• **Given request 1**:
Decide whether each statement below agrees with the patent claims. Answer yes or no, and quote the deciding words from the claims.
(a) One claim names methane as the lower alkane.
(b) The claims hold the nitrogen rich gas to no more than about 1% oxygen.
(c) One claim requires cooling the heat treating atmosphere before it reaches the furnace.

• **Provided passage**:

2. The method of claim 1 comprising preheating the nitrogen rich gas to a
temperature of more than at least about 400.degree. C.
3. The method of claim 1 comprising preheating the nitrogen rich gas to a
temperature of at least about 500.degree. C.
4. The method of claim 1 wherein the preheating temperature is from about
600.degree. to 1200.degree. C.
5. The method of claim 1 wherein the oxygen-reactive gas is selected from
the group consisting of hydrogen, hydrocarbons, alcohols, liquid petroleum
gas and mixtures thereof.
6. The method of claim 5 wherein the hydrocarbon gas is selected from the
group consisting of straight or branched chain lower alkanes.
7. The method of claim 6 wherein the lower alkane is methane.
8. The method of claim 1 wherein the nitrogen rich gas contains no more
than about 10% oxygen.
9. The method of claim 1 wherein said nitrogen rich gas contains no more
than about 5% oxygen.
10. The method of claim 1 wherein said nitrogen rich gas contains no more
than about 3% oxygen.
11. The method of claim 1 comprising transferring the heat treating
atmosphere to the furnace in the absence of cooling.

• **Extracted data**:
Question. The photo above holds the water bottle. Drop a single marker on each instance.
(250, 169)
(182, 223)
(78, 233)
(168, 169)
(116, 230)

• **Given request 2**: Recast the entries above as a JSON list of strings, with one string per line and blank lines left out.

• **Result 1**:
(a) Yes: "wherein the lower alkane is methane."
(b) No: "said nitrogen rich gas contains no more than about 3% oxygen."
(c) No: "transferring the heat treating atmosphere to the furnace in the absence of cooling."

• **Result 2**:
[
  "Question. The photo above holds the water bottle. Drop a single marker on each instance.",
  "(250, 169)",
  "(182, 223)",
  "(78, 233)",
  "(168, 169)",
  "(116, 230)"
]